» **Written problem**
Every line below must be reproduced exactly. Copy them all.
*****
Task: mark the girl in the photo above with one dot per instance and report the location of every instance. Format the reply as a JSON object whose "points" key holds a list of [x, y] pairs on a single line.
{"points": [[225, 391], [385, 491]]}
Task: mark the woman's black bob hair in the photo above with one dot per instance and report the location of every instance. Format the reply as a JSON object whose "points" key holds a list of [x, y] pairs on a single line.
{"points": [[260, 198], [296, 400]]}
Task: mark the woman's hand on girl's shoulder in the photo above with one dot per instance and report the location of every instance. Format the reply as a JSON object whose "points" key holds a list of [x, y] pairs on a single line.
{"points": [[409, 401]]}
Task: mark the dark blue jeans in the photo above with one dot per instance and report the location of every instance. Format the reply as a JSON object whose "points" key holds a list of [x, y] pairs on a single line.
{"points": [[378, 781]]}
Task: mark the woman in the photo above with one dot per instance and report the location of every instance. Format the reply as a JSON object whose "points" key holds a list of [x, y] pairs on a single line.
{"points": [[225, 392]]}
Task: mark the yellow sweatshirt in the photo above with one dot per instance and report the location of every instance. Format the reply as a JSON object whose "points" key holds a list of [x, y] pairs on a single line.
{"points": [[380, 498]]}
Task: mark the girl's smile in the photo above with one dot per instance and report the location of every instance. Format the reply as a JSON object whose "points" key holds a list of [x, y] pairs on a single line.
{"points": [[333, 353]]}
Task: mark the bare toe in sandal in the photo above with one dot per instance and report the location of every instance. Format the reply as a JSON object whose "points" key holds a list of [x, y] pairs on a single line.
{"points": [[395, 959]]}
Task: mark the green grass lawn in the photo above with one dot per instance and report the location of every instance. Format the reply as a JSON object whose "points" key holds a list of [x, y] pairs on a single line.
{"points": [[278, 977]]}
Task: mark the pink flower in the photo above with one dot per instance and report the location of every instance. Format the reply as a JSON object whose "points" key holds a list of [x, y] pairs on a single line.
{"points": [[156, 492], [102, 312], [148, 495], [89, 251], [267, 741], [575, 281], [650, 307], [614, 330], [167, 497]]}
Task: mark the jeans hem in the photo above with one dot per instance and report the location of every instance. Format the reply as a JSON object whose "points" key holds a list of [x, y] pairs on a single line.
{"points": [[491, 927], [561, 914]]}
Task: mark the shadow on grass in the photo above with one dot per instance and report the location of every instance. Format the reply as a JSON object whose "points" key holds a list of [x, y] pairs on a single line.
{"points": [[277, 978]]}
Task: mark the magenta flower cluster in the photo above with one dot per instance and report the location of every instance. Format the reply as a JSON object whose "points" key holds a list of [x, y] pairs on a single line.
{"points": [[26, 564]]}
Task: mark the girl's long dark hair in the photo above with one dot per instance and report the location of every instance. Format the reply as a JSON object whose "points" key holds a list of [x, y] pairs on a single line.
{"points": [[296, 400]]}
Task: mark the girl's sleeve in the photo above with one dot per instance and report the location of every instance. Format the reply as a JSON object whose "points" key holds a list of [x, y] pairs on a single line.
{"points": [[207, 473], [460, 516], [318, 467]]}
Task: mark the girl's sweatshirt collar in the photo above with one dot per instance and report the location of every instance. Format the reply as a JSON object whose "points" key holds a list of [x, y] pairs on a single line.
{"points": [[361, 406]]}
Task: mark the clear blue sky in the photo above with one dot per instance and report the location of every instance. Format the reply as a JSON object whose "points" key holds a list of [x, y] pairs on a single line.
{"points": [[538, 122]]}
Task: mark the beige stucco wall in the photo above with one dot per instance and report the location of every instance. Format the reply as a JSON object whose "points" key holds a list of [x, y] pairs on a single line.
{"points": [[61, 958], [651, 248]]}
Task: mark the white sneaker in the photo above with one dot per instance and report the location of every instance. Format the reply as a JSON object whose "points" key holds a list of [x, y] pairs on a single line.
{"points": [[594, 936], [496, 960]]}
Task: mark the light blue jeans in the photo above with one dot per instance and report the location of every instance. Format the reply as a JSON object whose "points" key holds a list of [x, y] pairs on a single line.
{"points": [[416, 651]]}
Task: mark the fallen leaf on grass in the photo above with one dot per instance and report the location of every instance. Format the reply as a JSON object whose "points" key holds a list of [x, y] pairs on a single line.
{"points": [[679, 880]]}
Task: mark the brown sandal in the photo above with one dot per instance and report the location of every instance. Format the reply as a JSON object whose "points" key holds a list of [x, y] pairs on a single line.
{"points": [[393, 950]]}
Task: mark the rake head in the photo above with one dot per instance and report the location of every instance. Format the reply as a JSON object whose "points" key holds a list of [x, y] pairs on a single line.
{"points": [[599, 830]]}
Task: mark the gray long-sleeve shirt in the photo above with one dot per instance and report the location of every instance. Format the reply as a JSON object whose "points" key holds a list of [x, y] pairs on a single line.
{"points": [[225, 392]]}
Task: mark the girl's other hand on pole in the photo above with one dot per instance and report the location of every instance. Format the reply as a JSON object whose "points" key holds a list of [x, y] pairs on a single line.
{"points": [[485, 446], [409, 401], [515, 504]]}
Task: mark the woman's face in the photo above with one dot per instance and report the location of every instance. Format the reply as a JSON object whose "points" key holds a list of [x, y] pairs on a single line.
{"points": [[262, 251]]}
*****
» **Solution**
Task: mark the girl in the photo above with one dot per instance and report the location of every instance. Format the reply as a JSON object whose "points" key holds a list of [x, y] pairs on a single line.
{"points": [[225, 391], [385, 491]]}
Task: mark the woman's black bob hair in the photo above with one dot per instance and report the location of every instance. Format the reply as a JSON object whose "points" key holds a list of [x, y] pairs on a single line.
{"points": [[260, 198], [296, 400]]}
Task: mark the woman's hand on girl's shoulder in the photo above with one dot per instance and report the location of every instance. Format the reply as a JSON object whose "points" key holds a list of [x, y] pairs on a single line.
{"points": [[409, 401]]}
Task: mark the dark blue jeans in the photo above with one dot per instance and report the location of every instance. Format the reply as a JSON object whose "points" key holds a list of [x, y] pairs on a single line.
{"points": [[378, 781]]}
Task: mark the woman in the photo above with one dot per instance and report the location of every instance. Format the reply as a JSON object whose "points" key holds a list of [x, y] pairs on a single line.
{"points": [[225, 392]]}
Task: mark the yellow sweatshirt in the photo above with one dot per instance and report the location of every instance. Format the reply as a JSON object whose "points" key holds a list of [x, y] pairs on a single line.
{"points": [[380, 498]]}
Task: mark the girl's smile in the photo above with one dot per instance and report the location of every instance. Format the reply as a JSON object whose "points" key holds a list of [x, y] pairs on a single line.
{"points": [[333, 353]]}
Task: mark the bare toe in sandal in the photo above with one dot per instance and report the location of every instance. Format the reply as a JSON object whose "points" key holds a list of [x, y] pairs on a single line.
{"points": [[395, 959]]}
Task: mark the green grass lawn in the photo above with one dot per instance and report the location of every instance. Format the reply as a JSON object whose "points" key holds a list of [x, y] pairs on a single line.
{"points": [[278, 977]]}
Task: mark the pink flower in the photo above with one dot per instance and report the location of every instance. Format the reply as a JSON object whose "points" key holds a list of [x, y] pairs on a single line.
{"points": [[156, 492], [102, 312], [148, 495], [89, 251], [267, 741], [575, 281], [650, 307], [614, 330], [167, 497]]}
Task: mark the jeans hem in the photo above with one dot per instance and report the location of every instance. Format the reply as a JSON object whose "points" key holds a list of [x, y] pairs on a single line.
{"points": [[491, 927], [561, 914]]}
Task: mark the shadow on grass in the photo above with one dot per instance and report the location of every instance. Format the reply as a JSON object whose "points" key holds a list of [x, y] pairs on a single line.
{"points": [[277, 978]]}
Task: mark the magenta flower cluster in the photo above with one dot per instance and report the location of every instance. Format the reply as a JSON object whose "points" key holds a list of [x, y] pairs on a single line.
{"points": [[26, 564]]}
Task: mark the girl's long dark hair in the photo above with one dot per instance and report the location of every instance. Format the reply as a JSON object whose "points" key holds a list of [x, y] pairs on a single line.
{"points": [[296, 400]]}
Task: mark the girl's sleeve in the photo above with one dot per instance and report the location of every instance. Format the reply as a JSON object whose "points" key holds a list of [x, y] pairs on a single line.
{"points": [[207, 473], [460, 516], [318, 467]]}
Task: mark the girl's sweatshirt collar in the photo above with one dot per instance and report the location of every instance. Format the reply as a JSON object whose "points" key holds a list of [x, y] pairs on a single line.
{"points": [[361, 406]]}
Task: mark the clear blue sky in the photo above with one dot per instance and report the location of every instance. Format the reply as a JSON object whose "points" key holds a list of [x, y] pairs on a single line.
{"points": [[538, 122]]}
Task: mark the beige stucco wall in the photo above with one dot per instance and report the location of every instance. Format the reply as a JSON object whose "points" key holds a list of [x, y] pairs on a single line.
{"points": [[61, 958], [651, 248]]}
Task: mark the white sneaker in the photo above with one dot per instance and report the location of every instance. Format the reply as a JSON object whose "points" key holds a list of [x, y] pairs on a single line.
{"points": [[594, 936], [496, 960]]}
Task: mark the light blue jeans in the photo above with one dot per instance and report the location of every instance. Format the reply as a JSON object whose "points" key holds a list of [x, y] pairs on a single line.
{"points": [[416, 651]]}
Task: mark the fallen leaf on grass in the photo above with one dot per instance and report the location of every instance. Format the reply as a JSON object whose "points" key holds a list of [x, y] pairs on a single line.
{"points": [[679, 880]]}
Task: mark the brown sandal in the photo above with one dot per instance and report the location of every instance. Format the reply as a JSON object whose "points" key holds a list of [x, y] pairs on a single line.
{"points": [[393, 950]]}
Task: mark the rake head in the photo above with one dot per instance and report the location of every instance. Format the reply as a JSON object whose "points" key holds a list of [x, y] pairs on a single line.
{"points": [[599, 830]]}
Task: mark the gray long-sleeve shirt in the photo above with one dot per instance and report the location of every instance. Format the reply as a JSON object whose "points" key holds a list of [x, y] pairs on a single line.
{"points": [[225, 392]]}
Task: mark the girl's other hand on pole in the photo above with one dot per instance and report the location of every instance. Format the reply as a JSON object whose "points" key holds a list of [x, y] pairs on a single line.
{"points": [[485, 446], [409, 401], [515, 504]]}
Task: mark the woman's face in the photo above with one dot per instance and report the location of every instance. Format the reply as a JSON object whose "points" key holds a list of [x, y] pairs on a single line.
{"points": [[262, 251]]}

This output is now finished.